:: Dataset records ::
--------------------------------------------------
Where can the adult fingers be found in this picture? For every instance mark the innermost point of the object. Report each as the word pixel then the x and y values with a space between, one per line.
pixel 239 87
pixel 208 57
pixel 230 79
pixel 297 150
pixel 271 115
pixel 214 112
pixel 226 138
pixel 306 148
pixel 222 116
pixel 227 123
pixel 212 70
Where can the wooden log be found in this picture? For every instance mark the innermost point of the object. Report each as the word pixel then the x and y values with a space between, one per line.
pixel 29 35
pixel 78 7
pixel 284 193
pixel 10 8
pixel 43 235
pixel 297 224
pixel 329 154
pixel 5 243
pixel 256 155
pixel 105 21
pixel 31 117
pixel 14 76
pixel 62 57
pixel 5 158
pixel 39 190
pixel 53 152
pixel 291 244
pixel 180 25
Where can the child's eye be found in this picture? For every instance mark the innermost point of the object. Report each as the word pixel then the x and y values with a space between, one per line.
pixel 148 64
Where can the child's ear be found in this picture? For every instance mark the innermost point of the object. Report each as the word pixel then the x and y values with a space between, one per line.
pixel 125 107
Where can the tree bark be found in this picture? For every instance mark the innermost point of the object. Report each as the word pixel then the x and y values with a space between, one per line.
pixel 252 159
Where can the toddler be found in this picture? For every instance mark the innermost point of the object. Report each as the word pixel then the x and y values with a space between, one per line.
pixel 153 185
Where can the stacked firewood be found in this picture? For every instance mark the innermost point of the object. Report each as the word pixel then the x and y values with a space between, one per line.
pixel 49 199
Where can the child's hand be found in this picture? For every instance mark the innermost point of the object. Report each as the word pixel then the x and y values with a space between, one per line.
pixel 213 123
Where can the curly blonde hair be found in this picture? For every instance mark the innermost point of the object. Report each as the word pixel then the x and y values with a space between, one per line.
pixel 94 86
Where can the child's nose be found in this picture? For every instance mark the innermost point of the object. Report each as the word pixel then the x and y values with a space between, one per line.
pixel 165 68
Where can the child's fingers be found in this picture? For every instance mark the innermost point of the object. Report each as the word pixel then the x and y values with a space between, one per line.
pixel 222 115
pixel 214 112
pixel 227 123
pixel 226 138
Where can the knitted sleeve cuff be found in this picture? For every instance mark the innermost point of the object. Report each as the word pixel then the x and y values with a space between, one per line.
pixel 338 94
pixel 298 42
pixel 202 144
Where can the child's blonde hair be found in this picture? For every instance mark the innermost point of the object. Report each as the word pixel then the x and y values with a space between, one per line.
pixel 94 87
--------------------------------------------------
The entries need to be set down again in full, with no word changed.

Where can the adult fingers be found in this picture? For every instance mark the innermost point of the object. Report each as the word pixel then the x and y values with a space between, one per line.
pixel 239 87
pixel 208 57
pixel 230 79
pixel 297 150
pixel 271 115
pixel 214 112
pixel 226 138
pixel 306 148
pixel 222 116
pixel 227 123
pixel 212 70
Where can the wooden log be found in this picture? For every instance mark the innermost point of the object. Report each as the word pixel then the x and y values with a space between, one per line.
pixel 29 35
pixel 78 7
pixel 284 193
pixel 10 8
pixel 43 235
pixel 297 224
pixel 329 154
pixel 5 243
pixel 256 155
pixel 105 21
pixel 31 117
pixel 14 76
pixel 62 57
pixel 5 158
pixel 39 190
pixel 53 152
pixel 291 244
pixel 180 25
Where can the child's eye be found in this picture? For every instance mark the innermost point of the object. Report each as the word pixel then the x and y values with a space between, one per line.
pixel 148 64
Where can the child's ear be found in this picture? For every instance mark the innermost point of the object. Report each as the word pixel then the x and y values with a space between, one per line.
pixel 125 107
Where can the tree bark be found in this picture? For every instance mark the innermost point of the object. Report each as the word pixel then the x and y values with a space between, one per line.
pixel 252 159
Where can the toddler be found in this picture? For every instance mark the innermost point of the object. Report each as the word pixel then the x and y values with a space between, one per line.
pixel 153 185
Where can the stacked firewood be found in this picture? For every instance mark the innermost point of the object. Report each as the word pixel then the x and y values with a space between, one per line.
pixel 49 199
Where can the child's hand be found in this picture? For every instance mark the innermost point of the object. Report each as the word pixel then the x and y values with a space between, one per line.
pixel 213 123
Where can the curly blonde hair be found in this picture? For every instance mark the innermost point of the object. Report each as the word pixel then the x and y values with a space between, one per line.
pixel 94 86
Where can the child's nose be found in this picture? For every instance mark the innermost point of the object. Report each as the word pixel then the x and y values with a space between, one per line.
pixel 165 68
Where can the child's fingers be found in this picture? For every instance mark the innermost point of the object. Report each as the word pixel then the x and y values with a space between, one per line.
pixel 222 115
pixel 214 112
pixel 227 123
pixel 226 138
Where can the knitted sleeve cuff be found in this picture? For every instance mark the innermost point of the object. Report each as the word pixel then the x and y values with a space between, one per line.
pixel 338 94
pixel 298 42
pixel 202 144
Where can the child's blonde hair be found in this picture? For every instance mark the innermost point of the object. Report each as the word pixel then the x and y values with a space between, one per line.
pixel 94 87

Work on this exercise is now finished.